#### [Directions]
[1] Do these statements agree with the spin wave text? Answer yes or no for each and quote the words that decide it. (a) In the first study, certain profiles of the nonuniformity let all of the spin wave intensity pass through. (b) The second study relied on laboratory measurements rather than simulations. (c) The valve and phase shifter in the second study is controlled by an external uniform magnetic field.
[2] Resume the spin wave text after its final sentence.

#### [Selection]
Spin wave interferometer employing a local nonuniformity of the effective magnetic field

We have investigated scattering of exchange spin waves by a model nonuniformity of the effective magnetic field. In particular, certain profiles of the nonuniformity are characterized by a total transmission of the spin wave intensity while inducing large shifts to the phase of transmitted spin waves. These properties are discussed in the context of potential application within a spin wave logic device—a spin wave interferometer containing such a nonuniformity in one of its branches. We demonstrate limitations imposed upon the size and the speed of operation of such a device by a requirement that it be controlled by an external uniform magnetic field.

Nanoscale spin wave valve and phase shifter

We have used micromagnetic simulations to demonstrate a method for controlling the amplitude and phase of spin waves propagating inside a magnonic waveguide. The method employs a nanomagnet formed on top of a magnonic waveguide. The function of the proposed device is controlled by defining the static magnetization direction of the nanomagnet. The result is a valve or phase shifter for spin waves, acting as the carrier of information for computation or data processing within the emerging spin wave logic architectures of magnonics. The proposed concept offers such technically important benefits as energy efficiency, non-volatility, and miniaturization.

#### [Entries provided]
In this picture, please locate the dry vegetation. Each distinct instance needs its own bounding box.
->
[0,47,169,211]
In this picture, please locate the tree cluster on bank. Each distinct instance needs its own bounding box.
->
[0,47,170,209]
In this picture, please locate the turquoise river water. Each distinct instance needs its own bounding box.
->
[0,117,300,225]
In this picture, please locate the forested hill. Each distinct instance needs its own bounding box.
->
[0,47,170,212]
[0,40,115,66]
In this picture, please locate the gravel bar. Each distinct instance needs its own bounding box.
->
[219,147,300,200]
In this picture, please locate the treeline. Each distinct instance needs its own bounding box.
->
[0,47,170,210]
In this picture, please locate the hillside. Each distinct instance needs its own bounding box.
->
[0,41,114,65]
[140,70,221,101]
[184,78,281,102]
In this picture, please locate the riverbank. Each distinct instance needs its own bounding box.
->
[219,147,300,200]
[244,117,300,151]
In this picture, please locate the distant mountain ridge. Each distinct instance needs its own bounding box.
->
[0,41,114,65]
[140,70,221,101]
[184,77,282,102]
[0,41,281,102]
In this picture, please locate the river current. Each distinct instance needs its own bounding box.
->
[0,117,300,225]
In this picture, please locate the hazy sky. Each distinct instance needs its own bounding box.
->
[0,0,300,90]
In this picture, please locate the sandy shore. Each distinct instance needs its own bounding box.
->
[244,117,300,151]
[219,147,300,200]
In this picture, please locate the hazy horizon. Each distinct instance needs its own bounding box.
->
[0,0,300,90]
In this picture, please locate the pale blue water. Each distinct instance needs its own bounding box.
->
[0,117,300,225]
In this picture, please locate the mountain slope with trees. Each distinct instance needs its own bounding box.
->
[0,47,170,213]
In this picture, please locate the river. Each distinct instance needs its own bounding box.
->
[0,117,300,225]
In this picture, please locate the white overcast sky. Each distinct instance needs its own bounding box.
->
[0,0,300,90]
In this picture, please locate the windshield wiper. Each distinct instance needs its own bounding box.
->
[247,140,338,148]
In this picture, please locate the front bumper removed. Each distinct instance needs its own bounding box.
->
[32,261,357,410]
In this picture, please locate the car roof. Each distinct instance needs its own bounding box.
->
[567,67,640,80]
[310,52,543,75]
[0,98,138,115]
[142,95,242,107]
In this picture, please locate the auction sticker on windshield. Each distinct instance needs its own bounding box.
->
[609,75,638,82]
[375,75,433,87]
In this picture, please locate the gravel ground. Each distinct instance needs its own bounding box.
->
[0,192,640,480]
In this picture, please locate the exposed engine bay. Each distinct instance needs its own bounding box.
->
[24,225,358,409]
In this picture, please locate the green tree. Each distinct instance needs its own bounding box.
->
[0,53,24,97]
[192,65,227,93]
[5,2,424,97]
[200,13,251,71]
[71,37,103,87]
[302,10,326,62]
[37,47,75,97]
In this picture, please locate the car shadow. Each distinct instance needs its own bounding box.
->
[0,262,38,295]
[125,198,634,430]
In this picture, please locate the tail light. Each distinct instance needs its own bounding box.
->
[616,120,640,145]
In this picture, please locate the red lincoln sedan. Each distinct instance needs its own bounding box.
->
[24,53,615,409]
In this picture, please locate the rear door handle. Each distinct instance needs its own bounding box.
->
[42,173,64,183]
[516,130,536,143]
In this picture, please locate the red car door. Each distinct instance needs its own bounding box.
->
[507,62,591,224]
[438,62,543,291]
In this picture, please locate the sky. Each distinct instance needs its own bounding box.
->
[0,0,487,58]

#### [Outputs]
[1]
(a) Yes: "certain profiles of the nonuniformity are characterized by a total transmission of the spin wave intensity"
(b) No: "We have used micromagnetic simulations"
(c) No: "The function of the proposed device is controlled by defining the static magnetization direction of the nanomagnet."

[2]
Magnonic beam splitter: The building block of parallel magnonic circuitry

We demonstrate a magnonic beam splitter that works by inter-converting magnetostatic surface and backward-volume spin waves propagating in orthogonal sections of a T-shaped yttrium iron garnet structure. The inter-conversion is enabled by the overlap of the surface and volume spin wave bands. This overlap results from the demagnetising field induced along the transversely magnetised section(-s) of the structure and the quantization of the transverse wave number of the propagating spin waves (which are therefore better described as waveguide modes). In agreement with numerical micromagnetic simulations, our Brillouin light scattering imaging experiments reveal that, depending on the frequency, the incident fundamental waveguide magnonic modes may also be converted into higher order waveguide modes. The magnonic beam splitter demonstrated here is an important step towards the development of parallel logic circuitry of magnonics.

Spin waves in a periodically layered magnetic nanowire

We report a simple theoretical derivation of the spectrum and damping of spin waves in a cylindrical periodically structured magnetic nanowire (cylindrical magnonic crystal) in the “effective-medium” approximation. The dependence of the “effective” magnetic parameters upon the individual layer parameters is shown to be different from the arithmetic average over the volume of the superlattice. The formulas that are obtained can be applied firstly in the description of spin-wave dispersion in the first allowed band of the structure and secondly in the design of a magnonic crystal with band gaps in an arbitrary part of the spin-wave spectrum.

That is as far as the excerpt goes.